Postby EastStroudsburg13 » January 25th, 2013, 10:35 am

I noticed that the rules say we need knowledge of how different DSO's and stuff look in different portions of the electromagnetic spectrum. I haven't found any good solid sources for that kind of stuff, or what exactly to look for in determining in whether a pic was taken in visible or infrared (just as an example). I hope this doesn't come off as rule clarification asking, because I'm not. I'm looking for resources.
The best way to look for how different DSO's look in different wavelengths is, as forever said, through Google Images or different satellite sites like Chandra, but sometimes you may have trouble finding these images. Luckily, certain wavelengths tend to have certain characteristics. Take the image below, for example:
Image
Optical is what we see as visible light, so it'll appear as you'd expect it to. If it's a galaxy, you'll see the clouds that obscure some of the further stars.

Infrared senses heat, so the clouds aren't going to be as obstructive. Usually these images will appear redder than the optical image.

For Reach, you probably won't need to know the difference between Atomic and Molecular Hydrogen bands, and instead you just have to focus on Microwave. Microwave and radio are similar and their images look similar. In my experience, radio looks a little "fuzzier". Someone else might have a better way of explaining the difference.

On the other side, you have Ultraviolet, which isn't shown here. It generally appears purpler and bluer than optical.

X-Rays are the band in which Chandra takes images. These are areas of high energy, so stars, neutron stars, black holes, and other active areas appear bright, and not so much the inactive areas. You might see spots that are caused by X-ray emissions.

Finally, gamma rays are the highest energy. Objects here can look colorful like in radio, depending on the false color that the image is using, and they won't look very definite.

A lot of times, you just need to get a feel for guessing what wavelength an image was taken in. If you search for images taken in these wavelengths, you'll probably start getting a feel for what they usually look like. Normally, you won't get a lot of questions where you have to name the part of the spectrum in which an image was taken, so don't spend a ton of time on this. A general knowledge should serve you well.

* **SET EXERCISE**
Does each statement below agree with the forum post on how objects look in different wavelengths? Answer yes or no for each, quoting the words of the post that decide it.
1. Infrared images usually look redder than the optical image.
2. Ultraviolet images generally look greener than optical ones.
3. Chandra takes its images in the gamma-ray band.

* **RECORDS PROVIDED**
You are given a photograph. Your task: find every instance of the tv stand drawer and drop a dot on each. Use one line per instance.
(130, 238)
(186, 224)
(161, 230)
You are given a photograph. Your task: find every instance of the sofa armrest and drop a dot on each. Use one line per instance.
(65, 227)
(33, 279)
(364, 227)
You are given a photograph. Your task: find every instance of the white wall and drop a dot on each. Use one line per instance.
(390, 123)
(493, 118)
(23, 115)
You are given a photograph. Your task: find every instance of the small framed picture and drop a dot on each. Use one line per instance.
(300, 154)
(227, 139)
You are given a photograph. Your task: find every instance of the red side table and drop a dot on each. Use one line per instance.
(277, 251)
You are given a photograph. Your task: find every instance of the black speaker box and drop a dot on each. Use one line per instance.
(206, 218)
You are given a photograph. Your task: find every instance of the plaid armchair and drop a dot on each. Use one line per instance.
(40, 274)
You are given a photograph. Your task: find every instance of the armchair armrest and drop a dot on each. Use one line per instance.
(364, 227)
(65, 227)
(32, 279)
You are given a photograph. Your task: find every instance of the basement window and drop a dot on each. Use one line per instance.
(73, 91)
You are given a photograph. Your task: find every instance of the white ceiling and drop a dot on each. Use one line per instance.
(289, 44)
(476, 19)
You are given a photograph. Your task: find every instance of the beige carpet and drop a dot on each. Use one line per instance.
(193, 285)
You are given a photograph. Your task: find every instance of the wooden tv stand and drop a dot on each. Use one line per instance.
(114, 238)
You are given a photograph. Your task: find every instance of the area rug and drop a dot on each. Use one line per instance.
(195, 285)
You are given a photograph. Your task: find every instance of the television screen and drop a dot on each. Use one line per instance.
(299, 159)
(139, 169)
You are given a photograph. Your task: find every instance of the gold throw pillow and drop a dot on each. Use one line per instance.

* **REPLY**
1. Yes: "Usually these images will appear redder than the optical image."
2. No: "It generally appears purpler and bluer than optical."
3. No: "X-Rays are the band in which Chandra takes images."